How to complete this task
Scan the material below for the word "snow", then copy every line in which it appears.

[Start of section]

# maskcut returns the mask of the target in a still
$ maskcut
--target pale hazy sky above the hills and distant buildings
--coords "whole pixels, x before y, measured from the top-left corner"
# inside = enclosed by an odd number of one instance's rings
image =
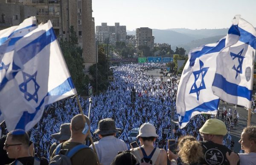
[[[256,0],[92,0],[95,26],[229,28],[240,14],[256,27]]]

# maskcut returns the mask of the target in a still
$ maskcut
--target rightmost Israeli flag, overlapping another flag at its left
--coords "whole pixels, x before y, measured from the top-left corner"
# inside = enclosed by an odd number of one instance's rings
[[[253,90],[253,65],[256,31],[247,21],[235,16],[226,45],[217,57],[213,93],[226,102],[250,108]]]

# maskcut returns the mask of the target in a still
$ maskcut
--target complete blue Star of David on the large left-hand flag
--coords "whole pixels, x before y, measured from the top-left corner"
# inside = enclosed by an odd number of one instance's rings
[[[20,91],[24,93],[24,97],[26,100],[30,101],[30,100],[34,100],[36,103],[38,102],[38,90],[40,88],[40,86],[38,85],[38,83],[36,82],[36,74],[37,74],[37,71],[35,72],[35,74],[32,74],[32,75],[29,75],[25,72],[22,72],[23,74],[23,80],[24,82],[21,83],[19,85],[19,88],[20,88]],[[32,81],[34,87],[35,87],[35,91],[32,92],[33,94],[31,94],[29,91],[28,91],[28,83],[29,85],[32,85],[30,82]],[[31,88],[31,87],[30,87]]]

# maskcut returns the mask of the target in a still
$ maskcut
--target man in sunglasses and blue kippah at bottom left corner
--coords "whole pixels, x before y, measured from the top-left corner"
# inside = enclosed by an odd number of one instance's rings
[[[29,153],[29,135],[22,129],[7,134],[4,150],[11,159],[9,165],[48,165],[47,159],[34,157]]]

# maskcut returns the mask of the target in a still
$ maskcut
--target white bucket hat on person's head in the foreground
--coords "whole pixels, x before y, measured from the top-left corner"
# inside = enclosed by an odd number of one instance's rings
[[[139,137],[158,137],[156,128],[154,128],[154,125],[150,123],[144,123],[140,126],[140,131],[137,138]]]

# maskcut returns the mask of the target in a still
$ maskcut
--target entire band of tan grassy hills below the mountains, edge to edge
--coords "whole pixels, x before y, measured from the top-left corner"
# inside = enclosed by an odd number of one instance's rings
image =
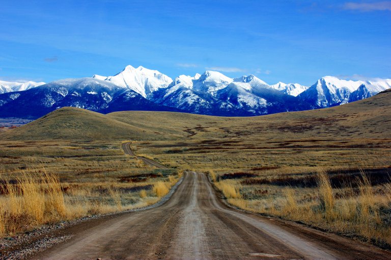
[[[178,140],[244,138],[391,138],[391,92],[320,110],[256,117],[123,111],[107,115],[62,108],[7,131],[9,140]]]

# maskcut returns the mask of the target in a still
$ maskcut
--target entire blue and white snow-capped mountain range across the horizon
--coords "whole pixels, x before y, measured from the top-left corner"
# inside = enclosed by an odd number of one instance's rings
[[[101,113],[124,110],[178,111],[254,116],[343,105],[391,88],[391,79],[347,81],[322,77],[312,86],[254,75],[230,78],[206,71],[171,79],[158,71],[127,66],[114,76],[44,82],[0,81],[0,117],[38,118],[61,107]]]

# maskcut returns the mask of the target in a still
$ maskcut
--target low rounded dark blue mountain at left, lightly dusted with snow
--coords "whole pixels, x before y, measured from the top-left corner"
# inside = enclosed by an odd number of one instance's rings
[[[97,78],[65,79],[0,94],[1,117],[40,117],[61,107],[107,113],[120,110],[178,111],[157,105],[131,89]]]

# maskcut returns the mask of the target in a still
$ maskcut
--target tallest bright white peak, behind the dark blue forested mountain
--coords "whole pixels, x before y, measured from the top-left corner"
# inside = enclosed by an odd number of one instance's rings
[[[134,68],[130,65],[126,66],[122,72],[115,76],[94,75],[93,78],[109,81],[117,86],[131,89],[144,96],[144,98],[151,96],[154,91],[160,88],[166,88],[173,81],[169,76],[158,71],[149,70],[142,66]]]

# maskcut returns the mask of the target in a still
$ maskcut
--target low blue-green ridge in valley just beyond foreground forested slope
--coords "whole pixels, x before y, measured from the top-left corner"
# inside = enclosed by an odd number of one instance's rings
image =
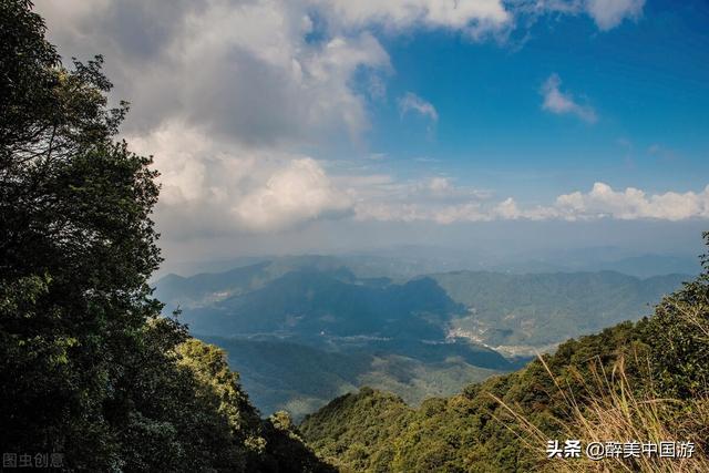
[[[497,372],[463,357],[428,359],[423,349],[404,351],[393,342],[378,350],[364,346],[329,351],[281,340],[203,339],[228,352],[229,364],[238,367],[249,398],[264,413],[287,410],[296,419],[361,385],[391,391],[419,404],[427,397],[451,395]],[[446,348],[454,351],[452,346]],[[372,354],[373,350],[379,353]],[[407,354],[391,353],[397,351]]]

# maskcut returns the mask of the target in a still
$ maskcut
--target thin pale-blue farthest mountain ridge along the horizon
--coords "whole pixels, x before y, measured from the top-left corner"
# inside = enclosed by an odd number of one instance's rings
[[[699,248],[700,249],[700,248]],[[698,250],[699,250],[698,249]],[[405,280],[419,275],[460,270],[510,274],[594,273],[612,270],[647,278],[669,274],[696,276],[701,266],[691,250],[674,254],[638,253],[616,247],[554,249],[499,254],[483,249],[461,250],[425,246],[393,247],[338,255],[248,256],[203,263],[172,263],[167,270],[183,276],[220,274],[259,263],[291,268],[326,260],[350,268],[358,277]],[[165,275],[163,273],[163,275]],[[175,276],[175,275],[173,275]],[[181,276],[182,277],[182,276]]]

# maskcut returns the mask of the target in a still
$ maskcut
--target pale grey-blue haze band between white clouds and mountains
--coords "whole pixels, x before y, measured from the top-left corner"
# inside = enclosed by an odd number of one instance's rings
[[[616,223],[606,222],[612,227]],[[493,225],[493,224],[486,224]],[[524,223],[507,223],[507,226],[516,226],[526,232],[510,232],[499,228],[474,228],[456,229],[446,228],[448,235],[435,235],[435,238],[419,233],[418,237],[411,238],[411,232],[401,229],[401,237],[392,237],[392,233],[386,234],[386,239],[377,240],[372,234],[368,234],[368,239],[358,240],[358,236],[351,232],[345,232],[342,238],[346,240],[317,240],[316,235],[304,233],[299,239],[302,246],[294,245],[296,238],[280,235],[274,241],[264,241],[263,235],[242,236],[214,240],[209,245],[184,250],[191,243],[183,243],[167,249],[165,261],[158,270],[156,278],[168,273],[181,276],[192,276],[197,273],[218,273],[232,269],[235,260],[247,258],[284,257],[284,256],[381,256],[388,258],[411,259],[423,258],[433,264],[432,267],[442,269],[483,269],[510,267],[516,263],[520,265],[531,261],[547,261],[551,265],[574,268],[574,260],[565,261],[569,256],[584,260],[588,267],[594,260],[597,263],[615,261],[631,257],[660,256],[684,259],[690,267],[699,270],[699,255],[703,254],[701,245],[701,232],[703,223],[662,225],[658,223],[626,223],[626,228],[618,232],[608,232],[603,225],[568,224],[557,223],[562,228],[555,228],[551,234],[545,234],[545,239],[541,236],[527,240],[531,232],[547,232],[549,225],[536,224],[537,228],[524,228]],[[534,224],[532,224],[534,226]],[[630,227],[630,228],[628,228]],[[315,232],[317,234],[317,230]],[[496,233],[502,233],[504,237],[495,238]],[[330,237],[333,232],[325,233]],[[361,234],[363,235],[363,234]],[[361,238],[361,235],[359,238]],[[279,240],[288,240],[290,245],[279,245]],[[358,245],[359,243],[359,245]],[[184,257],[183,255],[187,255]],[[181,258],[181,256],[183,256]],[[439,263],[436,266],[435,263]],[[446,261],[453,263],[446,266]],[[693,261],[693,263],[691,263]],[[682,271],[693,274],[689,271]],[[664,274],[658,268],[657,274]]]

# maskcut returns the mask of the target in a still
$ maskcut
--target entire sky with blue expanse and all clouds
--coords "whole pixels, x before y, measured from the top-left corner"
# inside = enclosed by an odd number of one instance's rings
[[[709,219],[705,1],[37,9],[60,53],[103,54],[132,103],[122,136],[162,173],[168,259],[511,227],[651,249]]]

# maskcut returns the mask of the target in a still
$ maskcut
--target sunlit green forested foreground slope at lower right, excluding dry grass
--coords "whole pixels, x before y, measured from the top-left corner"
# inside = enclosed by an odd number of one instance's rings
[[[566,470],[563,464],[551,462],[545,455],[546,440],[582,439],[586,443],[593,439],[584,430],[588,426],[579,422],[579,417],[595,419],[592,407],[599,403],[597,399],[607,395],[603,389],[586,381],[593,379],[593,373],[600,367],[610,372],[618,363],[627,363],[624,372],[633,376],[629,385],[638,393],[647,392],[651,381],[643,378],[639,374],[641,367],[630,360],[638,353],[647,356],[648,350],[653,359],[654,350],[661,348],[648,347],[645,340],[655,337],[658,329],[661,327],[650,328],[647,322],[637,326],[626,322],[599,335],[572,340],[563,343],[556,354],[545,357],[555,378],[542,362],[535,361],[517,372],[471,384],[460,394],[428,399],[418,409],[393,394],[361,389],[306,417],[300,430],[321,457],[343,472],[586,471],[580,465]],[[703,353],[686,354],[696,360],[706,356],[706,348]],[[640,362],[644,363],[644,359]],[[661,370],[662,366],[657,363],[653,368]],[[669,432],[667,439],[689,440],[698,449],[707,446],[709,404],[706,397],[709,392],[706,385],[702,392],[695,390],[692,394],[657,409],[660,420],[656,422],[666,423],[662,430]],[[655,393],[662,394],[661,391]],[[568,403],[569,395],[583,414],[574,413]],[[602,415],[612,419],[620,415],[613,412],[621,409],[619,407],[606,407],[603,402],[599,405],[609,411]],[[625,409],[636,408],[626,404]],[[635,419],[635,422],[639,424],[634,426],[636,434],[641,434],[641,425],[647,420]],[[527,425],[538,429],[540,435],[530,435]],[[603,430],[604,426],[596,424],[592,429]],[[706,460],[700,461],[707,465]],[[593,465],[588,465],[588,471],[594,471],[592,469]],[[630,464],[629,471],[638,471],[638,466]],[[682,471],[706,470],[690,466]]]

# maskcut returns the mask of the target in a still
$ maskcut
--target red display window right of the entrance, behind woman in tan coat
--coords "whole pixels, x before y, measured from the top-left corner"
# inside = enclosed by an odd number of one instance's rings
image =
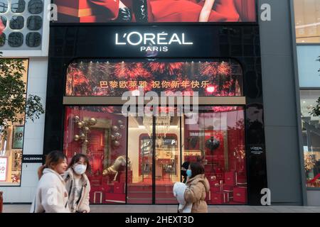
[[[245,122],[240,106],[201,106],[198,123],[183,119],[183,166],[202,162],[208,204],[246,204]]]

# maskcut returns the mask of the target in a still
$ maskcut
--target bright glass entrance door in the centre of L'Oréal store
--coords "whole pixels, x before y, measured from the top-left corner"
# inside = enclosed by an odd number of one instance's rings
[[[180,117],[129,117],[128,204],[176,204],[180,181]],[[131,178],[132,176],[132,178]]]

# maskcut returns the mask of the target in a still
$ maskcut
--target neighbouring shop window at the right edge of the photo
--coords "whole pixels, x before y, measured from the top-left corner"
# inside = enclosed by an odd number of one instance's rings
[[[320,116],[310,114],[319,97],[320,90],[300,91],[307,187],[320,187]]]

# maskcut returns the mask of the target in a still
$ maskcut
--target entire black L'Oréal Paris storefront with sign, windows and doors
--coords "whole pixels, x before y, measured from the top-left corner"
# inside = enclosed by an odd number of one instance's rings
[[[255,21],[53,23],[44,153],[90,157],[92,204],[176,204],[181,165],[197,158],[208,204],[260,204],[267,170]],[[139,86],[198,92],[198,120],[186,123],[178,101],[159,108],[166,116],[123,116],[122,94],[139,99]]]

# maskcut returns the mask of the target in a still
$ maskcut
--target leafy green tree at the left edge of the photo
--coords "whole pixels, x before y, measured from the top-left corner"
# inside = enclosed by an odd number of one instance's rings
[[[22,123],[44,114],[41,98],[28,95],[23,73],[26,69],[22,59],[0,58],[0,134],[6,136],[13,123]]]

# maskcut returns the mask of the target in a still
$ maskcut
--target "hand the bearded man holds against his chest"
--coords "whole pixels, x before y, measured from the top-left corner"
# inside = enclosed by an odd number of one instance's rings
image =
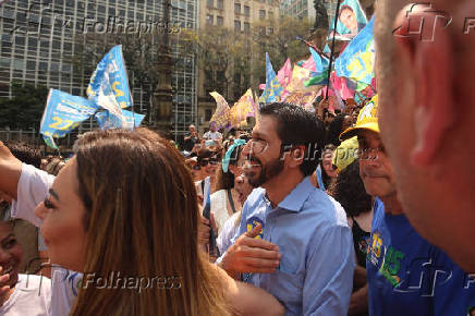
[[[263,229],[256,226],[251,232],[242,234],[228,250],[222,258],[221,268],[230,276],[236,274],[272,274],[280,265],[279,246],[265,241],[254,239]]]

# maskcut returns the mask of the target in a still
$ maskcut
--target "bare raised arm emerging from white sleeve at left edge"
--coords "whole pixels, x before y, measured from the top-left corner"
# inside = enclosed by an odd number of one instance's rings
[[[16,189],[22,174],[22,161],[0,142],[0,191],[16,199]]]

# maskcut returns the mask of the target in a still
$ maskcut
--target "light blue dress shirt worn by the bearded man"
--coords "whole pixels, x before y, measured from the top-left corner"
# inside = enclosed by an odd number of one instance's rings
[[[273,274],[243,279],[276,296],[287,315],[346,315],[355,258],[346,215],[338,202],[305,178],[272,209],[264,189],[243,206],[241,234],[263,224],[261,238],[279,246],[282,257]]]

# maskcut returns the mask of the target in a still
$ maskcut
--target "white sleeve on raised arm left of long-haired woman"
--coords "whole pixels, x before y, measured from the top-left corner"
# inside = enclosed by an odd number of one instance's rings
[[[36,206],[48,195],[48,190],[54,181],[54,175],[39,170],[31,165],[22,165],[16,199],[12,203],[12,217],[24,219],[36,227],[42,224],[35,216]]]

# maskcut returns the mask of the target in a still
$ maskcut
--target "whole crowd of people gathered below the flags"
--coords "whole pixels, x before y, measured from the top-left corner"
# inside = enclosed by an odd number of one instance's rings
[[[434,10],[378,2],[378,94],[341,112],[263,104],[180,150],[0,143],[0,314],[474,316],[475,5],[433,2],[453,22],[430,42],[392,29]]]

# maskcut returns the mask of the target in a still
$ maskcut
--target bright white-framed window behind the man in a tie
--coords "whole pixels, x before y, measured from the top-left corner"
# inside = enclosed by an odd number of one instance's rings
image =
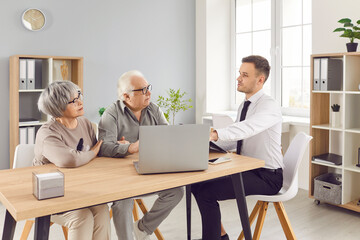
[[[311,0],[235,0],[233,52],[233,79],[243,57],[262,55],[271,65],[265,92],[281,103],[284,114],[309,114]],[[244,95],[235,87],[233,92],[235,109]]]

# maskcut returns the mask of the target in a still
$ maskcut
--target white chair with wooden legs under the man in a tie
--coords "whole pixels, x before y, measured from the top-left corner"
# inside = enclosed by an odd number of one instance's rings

[End of section]

Expected output
--target entire blue and white snow-capped mountain range across the horizon
--target low rounded dark blue mountain at left, lightly dusted with snow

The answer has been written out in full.